----- SOURCE DATA -----

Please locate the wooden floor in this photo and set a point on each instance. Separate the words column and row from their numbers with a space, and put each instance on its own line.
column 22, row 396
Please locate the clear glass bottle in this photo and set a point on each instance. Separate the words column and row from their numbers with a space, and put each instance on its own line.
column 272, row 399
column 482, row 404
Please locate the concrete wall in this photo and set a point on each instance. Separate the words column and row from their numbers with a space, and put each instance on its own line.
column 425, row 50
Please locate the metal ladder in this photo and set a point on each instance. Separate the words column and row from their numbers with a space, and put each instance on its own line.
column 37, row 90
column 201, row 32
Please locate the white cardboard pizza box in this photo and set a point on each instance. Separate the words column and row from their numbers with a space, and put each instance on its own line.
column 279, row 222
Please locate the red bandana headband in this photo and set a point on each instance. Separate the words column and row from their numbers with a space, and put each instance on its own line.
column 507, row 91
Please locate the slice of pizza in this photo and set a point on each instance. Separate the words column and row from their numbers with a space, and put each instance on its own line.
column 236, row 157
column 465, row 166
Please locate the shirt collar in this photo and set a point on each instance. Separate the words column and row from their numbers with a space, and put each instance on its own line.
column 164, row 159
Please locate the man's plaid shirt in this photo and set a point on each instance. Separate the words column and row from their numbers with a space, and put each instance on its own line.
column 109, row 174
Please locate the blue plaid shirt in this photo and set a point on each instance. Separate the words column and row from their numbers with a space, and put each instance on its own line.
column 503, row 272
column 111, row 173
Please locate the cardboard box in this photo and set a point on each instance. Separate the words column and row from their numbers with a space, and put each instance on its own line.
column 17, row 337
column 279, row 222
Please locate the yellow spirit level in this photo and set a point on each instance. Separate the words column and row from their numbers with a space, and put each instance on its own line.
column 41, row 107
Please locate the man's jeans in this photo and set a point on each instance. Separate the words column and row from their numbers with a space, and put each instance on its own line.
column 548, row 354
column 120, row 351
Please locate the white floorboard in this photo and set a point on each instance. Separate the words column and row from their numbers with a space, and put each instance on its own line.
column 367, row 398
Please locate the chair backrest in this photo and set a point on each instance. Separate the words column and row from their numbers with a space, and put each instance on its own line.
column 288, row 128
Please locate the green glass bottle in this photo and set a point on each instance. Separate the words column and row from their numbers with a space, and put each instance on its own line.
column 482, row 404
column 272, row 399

-----

**WORK TO DO**
Exactly as written, give the line containing "Please locate the shirt" and all remaining lines of the records.

**RESULT FOR THIS TASK**
Please locate the shirt collar in this photo and set a point on each instance. Separate the words column and row from their numbers with a space, and put each instance on its own line.
column 164, row 159
Please locate the man's plaid shirt in this photo and set a point on each instance. Separate the words column and row from their numbers with a space, and put each instance on its own line.
column 109, row 174
Please locate the blue plaid shirt in this photo and set a point on each instance. Separate the words column and row from their numbers with a space, and put each instance on its own line.
column 503, row 272
column 111, row 173
Please locate the cardboard box in this photo and set a point on each instance. Separate the words column and row from their numbers with a space, and put each instance on its own line.
column 17, row 337
column 279, row 222
Please locate the yellow spirit level in this photo and set a point on each instance. Separate the words column and row from their numbers with a space, and put each instance on its own line.
column 41, row 107
Please locate the man's jeans in this photo and set a point on each instance. Separate the words column and row from their numbers with a space, and put each instance on its own line.
column 548, row 354
column 120, row 351
Please locate the white floorboard in this photo and set a point on each instance. Separate the words column and row from their numbers with a space, and put each instance on its own line.
column 367, row 398
Please locate the chair backrest in this photo and set a point on each instance. Separate the words column and row from their numbers with a space, and put each instance on its own line.
column 288, row 128
Please locate the green glass bottle in this photo and set a point on each instance. Separate the words column and row from their numbers with a space, and put each instance on its own line.
column 482, row 404
column 272, row 399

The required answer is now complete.